== Short exercise 1 ==
Translate this sentence from the post about Case Road into Spanish: "I pulled the car over on the shoulder by the ditch and got out."

== Document passage ==
8.31.2008

Stops Along the Way #4: Case Road in Broome County

One’s first driving experiences have the potential of being tremendously profound. Raised in protective households, often in homes isolated even from their neighbors deep in the suburbs, for many young people driving is their first experience of being beyond the monolithic eyes of family and school. As I write this, I know that many readers imaginations will immediately turn to late-night parties, but I mean a type of liberation that is more subtle and more profound. It is the chance to experience the world on ones own terms.

A decade ago, soon after I received my license, I was driving home on an early summer evening up Case Road from Robinson Hill Road in the Town of Union (in Broome County). I was taking the long way home from some activity just because, well when you’re the driver you can do things like that and I wanted to savor the freedom of curves on dark country roads.

As I turned up Case Road, I was passing a pasture on my left and something made me stop. I pulled the car over on the shoulder by the ditch and got out. I looked out over the pasture and I remember the scene, it has been seared into my memory. Beyond the barbed wire fence, mist curled over the rough field (they’re never as level as a yard) and around the feet of sleeping cows. Beyond there was a dark line of trees and above that was an incredible yellow moon, one of the largest I have ever seen, hanging in the air. Sixteen year-olds rarely have the vocabulary of beauty and the mystical to properly describe such moments and even today I struggle to put it into words. I do know that the Romantic poets had a concept of the “sublime,” an experience with the nature that was not the loveliness and congeniality of beauty but instead the encounter with the empowering spirit of the world. It is not a pleasant experience, but a shaking one, something akin to the Old Testament prophet who hides from the Word of God.

== Short exercise 2 ==
Retype the entries word for word, starting at their first line and stopping after the line that contains "[(579, 110)]".

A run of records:
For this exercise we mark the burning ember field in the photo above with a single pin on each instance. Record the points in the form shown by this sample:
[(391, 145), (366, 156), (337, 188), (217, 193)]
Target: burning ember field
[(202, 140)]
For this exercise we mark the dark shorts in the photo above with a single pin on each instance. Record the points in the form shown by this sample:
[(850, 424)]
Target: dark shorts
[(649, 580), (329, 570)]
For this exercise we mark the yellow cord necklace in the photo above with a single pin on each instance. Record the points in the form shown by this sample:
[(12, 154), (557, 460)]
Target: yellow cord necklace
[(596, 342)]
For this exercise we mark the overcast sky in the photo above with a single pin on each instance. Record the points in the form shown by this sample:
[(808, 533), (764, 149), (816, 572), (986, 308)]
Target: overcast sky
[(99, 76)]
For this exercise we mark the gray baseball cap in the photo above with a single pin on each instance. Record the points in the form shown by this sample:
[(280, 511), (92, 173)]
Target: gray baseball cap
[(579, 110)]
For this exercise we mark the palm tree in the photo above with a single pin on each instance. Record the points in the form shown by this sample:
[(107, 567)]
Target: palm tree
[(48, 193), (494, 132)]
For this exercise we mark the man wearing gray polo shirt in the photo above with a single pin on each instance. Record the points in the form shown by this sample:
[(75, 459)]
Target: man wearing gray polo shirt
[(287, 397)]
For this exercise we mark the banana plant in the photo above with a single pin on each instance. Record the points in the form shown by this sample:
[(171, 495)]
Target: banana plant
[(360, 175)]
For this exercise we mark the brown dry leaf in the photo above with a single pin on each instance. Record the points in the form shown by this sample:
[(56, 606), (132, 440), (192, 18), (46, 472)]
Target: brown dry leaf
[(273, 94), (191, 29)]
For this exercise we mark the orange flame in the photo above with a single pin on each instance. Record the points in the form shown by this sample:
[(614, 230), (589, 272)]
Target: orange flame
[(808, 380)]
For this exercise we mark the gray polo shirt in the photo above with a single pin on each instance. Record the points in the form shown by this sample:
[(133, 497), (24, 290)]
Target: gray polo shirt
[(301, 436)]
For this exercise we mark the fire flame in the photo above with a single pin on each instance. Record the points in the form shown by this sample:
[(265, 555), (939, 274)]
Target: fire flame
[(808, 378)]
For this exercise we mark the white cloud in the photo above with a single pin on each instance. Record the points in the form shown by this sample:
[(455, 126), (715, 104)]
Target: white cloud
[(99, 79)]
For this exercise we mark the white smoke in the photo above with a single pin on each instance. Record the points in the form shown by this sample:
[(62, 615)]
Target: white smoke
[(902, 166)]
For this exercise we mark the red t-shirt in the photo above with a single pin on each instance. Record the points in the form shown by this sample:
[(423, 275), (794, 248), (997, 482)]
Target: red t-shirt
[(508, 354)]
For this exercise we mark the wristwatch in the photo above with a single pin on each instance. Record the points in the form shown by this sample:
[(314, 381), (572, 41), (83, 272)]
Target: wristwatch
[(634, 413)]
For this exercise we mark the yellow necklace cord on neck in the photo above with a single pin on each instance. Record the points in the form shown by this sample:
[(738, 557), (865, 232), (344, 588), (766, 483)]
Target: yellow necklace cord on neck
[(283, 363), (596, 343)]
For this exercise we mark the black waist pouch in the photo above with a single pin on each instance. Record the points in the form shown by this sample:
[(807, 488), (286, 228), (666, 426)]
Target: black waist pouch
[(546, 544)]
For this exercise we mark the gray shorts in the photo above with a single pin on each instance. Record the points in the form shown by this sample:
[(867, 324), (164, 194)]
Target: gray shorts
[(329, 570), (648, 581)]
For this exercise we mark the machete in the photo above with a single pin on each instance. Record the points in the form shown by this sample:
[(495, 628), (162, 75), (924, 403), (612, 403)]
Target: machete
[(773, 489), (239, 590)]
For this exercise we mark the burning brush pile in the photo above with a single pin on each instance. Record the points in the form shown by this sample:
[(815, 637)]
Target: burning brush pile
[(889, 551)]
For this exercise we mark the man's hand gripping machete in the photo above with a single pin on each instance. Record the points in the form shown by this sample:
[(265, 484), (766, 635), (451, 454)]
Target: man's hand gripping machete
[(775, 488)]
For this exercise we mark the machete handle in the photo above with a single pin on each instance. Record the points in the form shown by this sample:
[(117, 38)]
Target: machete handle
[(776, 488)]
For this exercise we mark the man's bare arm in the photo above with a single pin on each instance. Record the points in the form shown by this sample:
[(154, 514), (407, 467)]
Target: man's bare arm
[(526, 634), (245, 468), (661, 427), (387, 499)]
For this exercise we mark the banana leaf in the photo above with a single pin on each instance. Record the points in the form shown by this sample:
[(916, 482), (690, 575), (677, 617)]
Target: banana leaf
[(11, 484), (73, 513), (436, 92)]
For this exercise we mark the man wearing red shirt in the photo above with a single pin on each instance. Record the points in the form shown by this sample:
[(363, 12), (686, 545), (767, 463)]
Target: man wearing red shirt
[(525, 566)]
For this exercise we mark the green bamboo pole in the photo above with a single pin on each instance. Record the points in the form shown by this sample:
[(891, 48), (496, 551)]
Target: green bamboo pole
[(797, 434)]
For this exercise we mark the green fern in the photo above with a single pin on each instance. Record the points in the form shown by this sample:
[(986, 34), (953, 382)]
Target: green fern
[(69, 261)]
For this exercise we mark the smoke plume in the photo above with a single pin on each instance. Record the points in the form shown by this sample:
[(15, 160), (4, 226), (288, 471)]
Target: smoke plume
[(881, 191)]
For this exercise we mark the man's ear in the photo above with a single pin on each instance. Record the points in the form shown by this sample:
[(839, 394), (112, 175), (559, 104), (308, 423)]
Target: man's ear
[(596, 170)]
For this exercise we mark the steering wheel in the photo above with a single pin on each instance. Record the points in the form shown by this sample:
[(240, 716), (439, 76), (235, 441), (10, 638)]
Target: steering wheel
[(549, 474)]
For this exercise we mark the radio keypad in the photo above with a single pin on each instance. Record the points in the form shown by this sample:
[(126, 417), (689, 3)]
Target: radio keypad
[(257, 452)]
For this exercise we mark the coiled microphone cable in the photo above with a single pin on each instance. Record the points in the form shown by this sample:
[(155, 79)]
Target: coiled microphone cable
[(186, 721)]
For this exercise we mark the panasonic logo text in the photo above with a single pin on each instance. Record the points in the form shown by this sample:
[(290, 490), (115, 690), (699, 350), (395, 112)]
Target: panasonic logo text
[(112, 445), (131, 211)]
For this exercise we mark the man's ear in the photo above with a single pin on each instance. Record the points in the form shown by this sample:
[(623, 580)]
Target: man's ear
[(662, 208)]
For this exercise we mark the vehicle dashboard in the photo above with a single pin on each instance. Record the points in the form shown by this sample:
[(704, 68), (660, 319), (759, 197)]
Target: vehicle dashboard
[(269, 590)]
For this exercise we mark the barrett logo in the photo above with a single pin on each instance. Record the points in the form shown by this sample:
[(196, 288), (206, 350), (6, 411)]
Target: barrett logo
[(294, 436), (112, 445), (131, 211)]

== Solution 1 ==
Detuve el coche en el arcén junto a la zanja y me bajé.

== Solution 2 ==
For this exercise we mark the burning ember field in the photo above with a single pin on each instance. Record the points in the form shown by this sample:
[(391, 145), (366, 156), (337, 188), (217, 193)]
Target: burning ember field
[(202, 140)]
For this exercise we mark the dark shorts in the photo above with a single pin on each instance. Record the points in the form shown by this sample:
[(850, 424)]
Target: dark shorts
[(649, 580), (329, 570)]
For this exercise we mark the yellow cord necklace in the photo above with a single pin on each instance. Record the points in the form shown by this sample:
[(12, 154), (557, 460)]
Target: yellow cord necklace
[(596, 342)]
For this exercise we mark the overcast sky in the photo above with a single pin on each instance. Record the points in the form shown by this sample:
[(808, 533), (764, 149), (816, 572), (986, 308)]
Target: overcast sky
[(99, 76)]
For this exercise we mark the gray baseball cap in the photo above with a single pin on each instance. Record the points in the form shown by this sample:
[(280, 511), (92, 173)]
Target: gray baseball cap
[(579, 110)]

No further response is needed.